Questões de estudo:
**a)** Transcreva literalmente, do texto sobre atores clássicos, o trecho que vai de "Nada contra os" a "garantir a feira.".
**b)** Segundo o texto sobre atores clássicos, por que esses artistas, em alguns momentos, fizeram pontas e participações em filmes de maior apelo popular? Responda em uma a três frases.
**c)** Dê continuidade ao texto sobre atores clássicos a partir do ponto em que ele se interrompe.

Texto fornecido:
☆ ☆ ☆ ☆ ☆
Existe uma classe de atores, de uma era clássica do cinema, que se tornaram notáveis por não cederem às pressões de empresários e estúdios, e realmente desempenharem apenas os papéis que queriam, pelo amor à arte. Um bom texto, com bons diálogos, e um bom roteiro aliado a uma direção segura e eficaz: eis o segredo, aliado ao talento natural do intérprete, para todas as grandes atuações que entraram para a história da sétima arte e deixaram suas marcas.
Nada contra os astros que também atuam para pagar seus boletos, aliás. Somos todos humanos, e as necessidades mundanas também falam alto, em certos momentos: Sean Connery, Marlon Brando, Michael Caine, Gene Hackman, Anthony Hopkins etc., são tantos ícones monstruosos da história do cinema que invariavelmente tiveram que se render aos contratos milionários e figurar em um blockbuster aqui, outro ali, de modo a garantir a feira.
O que temos a seguir, no entanto, é uma galeria que se destaca por não ser composta de nomes tão "mega estelares" assim (ok, há exceções), e ao compararmos, o número de escolhas em que esses artistas cederam aos caprichos de seus agentes e de produtores poderosos foi infinitamente menor do que a média comum - principalmente do cinema atual, tão ditado pelas cifras. Em algum momento, um ou outro fez sim algum filme bem famoso e que os tornou em evidência na boca do povo, mas no geral, continuaram presos às diretrizes básicas e rígidas do 'métier', sempre se reciclando em peças de teatro, buscando papéis mais desafiadores a cada novo projeto, e não se importando também em coadjuvar e servir de escada para outros colegas, em obras memoráveis. Em alguns momentos, fizeram pontas e participações em filmes de maior apelo popular, mas de forma a conseguirem o recurso necessário para investirem em projetos pessoais e de cunho mais artístico (John Cassavetes é um exemplo notório).
Não é uma lista taxativa, é óbvio - nunca, jamais poderia ser, sendo que há tanta gente boa por aí que nem tem como citar. Mas serve para dar um gostinho da época em que gerações de atores pareciam buscar maior substância dramática.
Com vocês, portanto, aqueles que não se renderam ao "sistema":
Terence Stamp
Tido como uma das maiores revelações da atuação britânica dos anos 60, Stamp chegou a ser considerado um sex symbol na primeira fase de sua carreira, devido aos seus papéis vigorosos e magnéticos em títulos que marcaram, como no papel do sociopata introspectivo do clássico "O Colecionador" (1965), do sargento debochado de "Longe Deste Insensato Mundo" (1967) e do estranho e jovem sedutor de "Teorema" (1968), do lendário cineasta italiano Pier Paolo Pasolini.
Apesar de tudo, e de ser irmão de simplesmente um dos maiores empresários do rock inglês daqueles tempos, Chris Stamp (o cara que simplesmente promoveu o grupo The Who), ele nunca deixou a fama subir em sua cabeça, e sempre manteve a sua aristocrática fleuma britânica; sendo mais recluso em busca de bons papéis, participava de várias temporadas de peças shakespearianas no tradicional Bristol Old Vic Theatre, de Londres, ao longo das décadas de 1970 e 1980. A maioria do grande público, entretanto, vai sempre se lembrar dele como o impiedoso antagonista do Superman, General Zod, na versão original para os cinemas de "Super-Homem, o filme" (1978), e "Super-Homem 2" (1981). Ainda teve um destaque considerável como uma das drag queens do filme "Priscilla, a Rainha do Deserto" (1994).
☆ ☆ ☆ ☆ ☆
Extrato do material:

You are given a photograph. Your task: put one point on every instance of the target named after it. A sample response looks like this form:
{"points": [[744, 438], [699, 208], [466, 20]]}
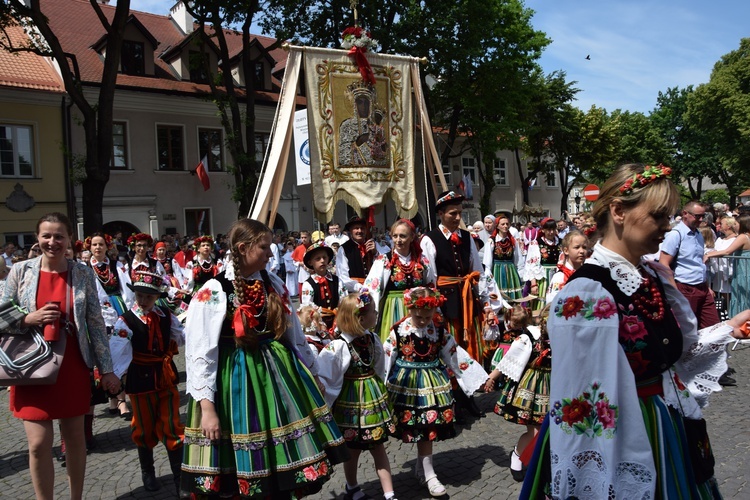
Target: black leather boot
{"points": [[175, 463], [148, 474]]}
☆ ☆ ☆ ☆ ☆
Respostas por item:
**a)**
Nada contra os astros que também atuam para pagar seus boletos, aliás. Somos todos humanos, e as necessidades mundanas também falam alto, em certos momentos: Sean Connery, Marlon Brando, Michael Caine, Gene Hackman, Anthony Hopkins etc., são tantos ícones monstruosos da história do cinema que invariavelmente tiveram que se render aos contratos milionários e figurar em um blockbuster aqui, outro ali, de modo a garantir a feira.

**b)** Eles aceitavam essas pontas e participações para obter o recurso necessário para investir em projetos pessoais e de cunho mais artístico. John Cassavetes é apontado como exemplo notório.

**c)**
John Hurt
Tido até hoje como um dos mais memoráveis atores britânicos de sua geração, Hurt era um desses caras que se entregava ao personagem, com um tipo de técnica parecida com o "método", muito utilizado pelos seus colegas norte-americanos. Atuou em uma infinidade de filmes e séries para a TV baseados nas peças clássicas, e tinha rígida formação shakespeariana. O primeiro grande papel que fez ele ter destaque entre público e crítica, entretanto, é um em que ele jamais seria reconhecido, devido às camadas absurdas de maquiagem com que atuou: foi o papel de John Merrick, um homem nascido com uma terrível deformidade congênita no crânio e em seu rosto, que é explorado por circos de aberrações na Inglaterra do século 19 mas passa a ser reconhecido como dono de uma personalidade incrível, no melancólico "O Homem Elefante" (1980), de David Lynch.
Mais adiante, em 1984, outro grande papel, justamente no filme de mesmo nome, "1984", inspirado na célebre obra do escritor inglês George Orwell, que denunciava o totalitarismo (e onde foi usada pela primeira vez a expressão "big brother" para se referir ao governo do futuro, usando câmeras que vigiariam a população). Mas uma das aparições mais icônicas pela qual Hurt sempre será lembrado é como coadjuvante, que faz parte da tripulação ceifada pelo sanguinário "Alien" (1979), o clássico original de Ridley Scott - é ele o astronauta Kane, de cuja barriga irrompe uma das criaturas após uma bela janta com macarrão, em cima da mesa do refeitório da nave, e ante os olhares apavorados dos outros colegas de missão. Um de seus últimos papéis de destaque foi como o professor enlouquecido de "Indiana Jones e o Reino da Caveira de Cristal" (2008), de Steven Spielberg. Hurt nos deixou em 2017, devido a um câncer no pâncreas.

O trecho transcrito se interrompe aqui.